▶ [SHORT PROBLEM]: Collect every line in the entries below that contains the string "twig", treating uppercase and lowercase as different.

Entries from a pointing dataset:
----
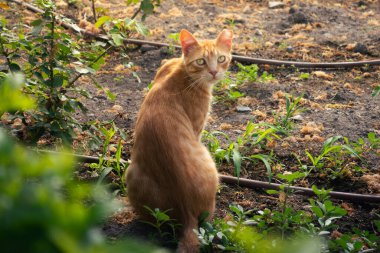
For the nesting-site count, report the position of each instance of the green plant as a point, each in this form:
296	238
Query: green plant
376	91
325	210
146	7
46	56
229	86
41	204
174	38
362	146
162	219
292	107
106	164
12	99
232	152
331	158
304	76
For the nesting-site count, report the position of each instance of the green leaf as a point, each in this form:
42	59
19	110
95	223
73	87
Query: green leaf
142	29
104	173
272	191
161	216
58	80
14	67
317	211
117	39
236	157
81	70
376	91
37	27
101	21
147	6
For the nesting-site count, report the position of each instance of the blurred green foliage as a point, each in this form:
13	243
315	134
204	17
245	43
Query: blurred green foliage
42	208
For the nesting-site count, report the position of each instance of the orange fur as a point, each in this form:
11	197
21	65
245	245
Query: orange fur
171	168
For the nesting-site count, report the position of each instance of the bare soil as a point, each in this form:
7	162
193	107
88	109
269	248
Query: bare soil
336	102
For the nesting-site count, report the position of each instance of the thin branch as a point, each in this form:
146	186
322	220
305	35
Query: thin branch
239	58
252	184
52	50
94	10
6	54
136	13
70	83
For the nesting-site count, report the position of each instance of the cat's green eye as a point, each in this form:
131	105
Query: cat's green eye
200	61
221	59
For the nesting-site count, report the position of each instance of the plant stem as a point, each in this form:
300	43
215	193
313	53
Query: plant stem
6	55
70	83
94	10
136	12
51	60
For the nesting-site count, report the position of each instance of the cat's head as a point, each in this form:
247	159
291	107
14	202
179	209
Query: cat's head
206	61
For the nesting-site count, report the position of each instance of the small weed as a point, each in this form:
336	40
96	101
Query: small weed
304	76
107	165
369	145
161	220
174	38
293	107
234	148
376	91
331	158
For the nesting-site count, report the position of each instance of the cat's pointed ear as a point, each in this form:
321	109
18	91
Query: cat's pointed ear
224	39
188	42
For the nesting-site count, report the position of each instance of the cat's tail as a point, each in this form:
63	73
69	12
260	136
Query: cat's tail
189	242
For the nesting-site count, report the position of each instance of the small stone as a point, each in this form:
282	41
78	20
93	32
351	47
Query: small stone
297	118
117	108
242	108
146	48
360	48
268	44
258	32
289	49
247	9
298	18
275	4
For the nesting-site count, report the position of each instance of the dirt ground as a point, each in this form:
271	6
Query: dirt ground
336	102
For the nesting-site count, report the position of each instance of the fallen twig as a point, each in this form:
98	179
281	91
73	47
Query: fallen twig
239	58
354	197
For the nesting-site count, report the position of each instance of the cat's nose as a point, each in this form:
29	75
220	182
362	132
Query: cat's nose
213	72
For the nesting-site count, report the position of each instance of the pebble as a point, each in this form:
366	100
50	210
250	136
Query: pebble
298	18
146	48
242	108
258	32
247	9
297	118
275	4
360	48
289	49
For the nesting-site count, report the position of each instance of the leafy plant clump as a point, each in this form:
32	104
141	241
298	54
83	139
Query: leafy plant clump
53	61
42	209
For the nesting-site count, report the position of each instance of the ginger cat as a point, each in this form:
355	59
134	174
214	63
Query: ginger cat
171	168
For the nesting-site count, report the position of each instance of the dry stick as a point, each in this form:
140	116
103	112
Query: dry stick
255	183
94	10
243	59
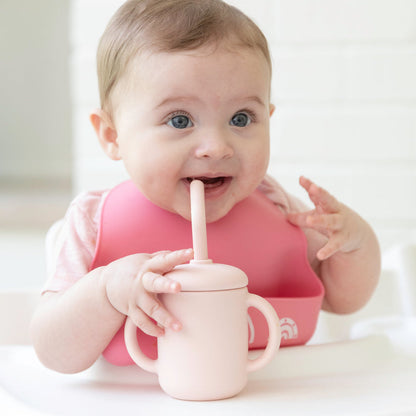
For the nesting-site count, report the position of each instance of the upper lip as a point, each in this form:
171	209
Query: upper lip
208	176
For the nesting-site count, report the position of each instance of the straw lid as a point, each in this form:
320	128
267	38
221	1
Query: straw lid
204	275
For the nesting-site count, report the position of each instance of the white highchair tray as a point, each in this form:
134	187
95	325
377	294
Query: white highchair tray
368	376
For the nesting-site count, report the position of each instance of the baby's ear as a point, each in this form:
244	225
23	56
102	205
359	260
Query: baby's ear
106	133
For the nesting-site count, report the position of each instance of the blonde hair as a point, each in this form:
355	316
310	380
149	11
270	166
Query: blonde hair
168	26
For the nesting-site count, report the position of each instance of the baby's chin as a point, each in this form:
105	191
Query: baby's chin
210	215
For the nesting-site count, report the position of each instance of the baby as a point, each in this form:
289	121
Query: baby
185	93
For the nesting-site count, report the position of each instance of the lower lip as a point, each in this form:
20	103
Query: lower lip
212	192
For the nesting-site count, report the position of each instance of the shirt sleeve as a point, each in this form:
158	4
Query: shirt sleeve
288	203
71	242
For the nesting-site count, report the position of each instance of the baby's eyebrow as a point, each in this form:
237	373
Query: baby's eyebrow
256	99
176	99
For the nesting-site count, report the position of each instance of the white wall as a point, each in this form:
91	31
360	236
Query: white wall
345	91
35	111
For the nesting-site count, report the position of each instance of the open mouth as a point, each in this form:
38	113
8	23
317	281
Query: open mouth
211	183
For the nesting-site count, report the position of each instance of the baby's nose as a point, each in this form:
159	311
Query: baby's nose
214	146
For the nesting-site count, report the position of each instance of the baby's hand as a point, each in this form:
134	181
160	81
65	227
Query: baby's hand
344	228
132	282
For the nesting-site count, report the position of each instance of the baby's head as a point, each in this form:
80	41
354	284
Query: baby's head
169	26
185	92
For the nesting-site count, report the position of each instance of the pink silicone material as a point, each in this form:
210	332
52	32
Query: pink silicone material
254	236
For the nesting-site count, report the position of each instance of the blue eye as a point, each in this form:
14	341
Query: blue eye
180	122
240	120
----
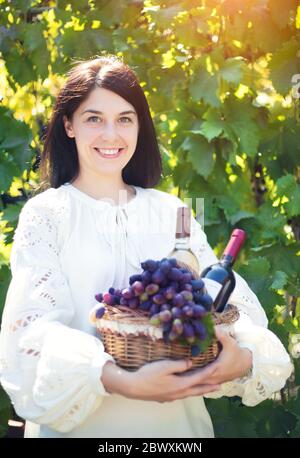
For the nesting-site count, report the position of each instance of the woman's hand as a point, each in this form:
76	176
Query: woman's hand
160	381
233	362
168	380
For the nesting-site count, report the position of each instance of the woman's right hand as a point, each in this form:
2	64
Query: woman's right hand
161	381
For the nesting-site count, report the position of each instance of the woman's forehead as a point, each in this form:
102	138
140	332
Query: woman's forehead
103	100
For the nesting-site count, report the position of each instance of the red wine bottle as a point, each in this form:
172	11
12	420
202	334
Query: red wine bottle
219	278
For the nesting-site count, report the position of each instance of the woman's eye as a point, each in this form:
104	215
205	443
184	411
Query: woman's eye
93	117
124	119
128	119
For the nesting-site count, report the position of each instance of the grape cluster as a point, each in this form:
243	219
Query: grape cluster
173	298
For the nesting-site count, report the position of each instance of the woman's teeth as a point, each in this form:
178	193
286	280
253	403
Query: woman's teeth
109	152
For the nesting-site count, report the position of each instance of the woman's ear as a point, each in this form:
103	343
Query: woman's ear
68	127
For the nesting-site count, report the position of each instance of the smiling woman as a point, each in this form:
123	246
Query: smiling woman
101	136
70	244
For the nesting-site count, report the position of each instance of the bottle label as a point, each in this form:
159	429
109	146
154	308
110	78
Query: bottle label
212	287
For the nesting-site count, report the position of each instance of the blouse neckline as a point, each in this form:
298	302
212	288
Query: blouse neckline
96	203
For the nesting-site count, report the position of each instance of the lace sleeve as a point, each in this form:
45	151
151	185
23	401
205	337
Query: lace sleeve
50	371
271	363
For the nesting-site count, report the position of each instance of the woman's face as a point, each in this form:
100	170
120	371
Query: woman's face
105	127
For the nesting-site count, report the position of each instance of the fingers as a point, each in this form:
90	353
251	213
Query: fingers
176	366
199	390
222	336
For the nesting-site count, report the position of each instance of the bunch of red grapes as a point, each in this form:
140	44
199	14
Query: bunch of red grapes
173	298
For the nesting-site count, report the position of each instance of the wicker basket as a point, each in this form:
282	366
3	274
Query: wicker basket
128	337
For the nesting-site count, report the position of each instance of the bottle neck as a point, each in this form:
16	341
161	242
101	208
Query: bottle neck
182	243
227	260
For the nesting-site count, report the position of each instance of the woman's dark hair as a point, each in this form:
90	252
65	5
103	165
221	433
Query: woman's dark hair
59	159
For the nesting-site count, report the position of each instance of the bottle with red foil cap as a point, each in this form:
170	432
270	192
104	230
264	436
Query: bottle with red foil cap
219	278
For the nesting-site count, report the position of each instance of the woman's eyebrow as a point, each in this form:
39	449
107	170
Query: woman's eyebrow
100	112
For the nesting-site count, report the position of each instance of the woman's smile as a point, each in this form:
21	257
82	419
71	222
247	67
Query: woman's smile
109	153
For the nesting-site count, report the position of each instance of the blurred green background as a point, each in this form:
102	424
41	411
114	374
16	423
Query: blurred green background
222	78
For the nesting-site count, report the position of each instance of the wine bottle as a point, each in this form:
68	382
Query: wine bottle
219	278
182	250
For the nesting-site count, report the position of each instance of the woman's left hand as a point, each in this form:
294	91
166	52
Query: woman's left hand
----
▶ [FINISHED ANSWER]:
For the nesting-site count, report the position of each instance of the fallen twig as a point, each in this form:
Query: fallen twig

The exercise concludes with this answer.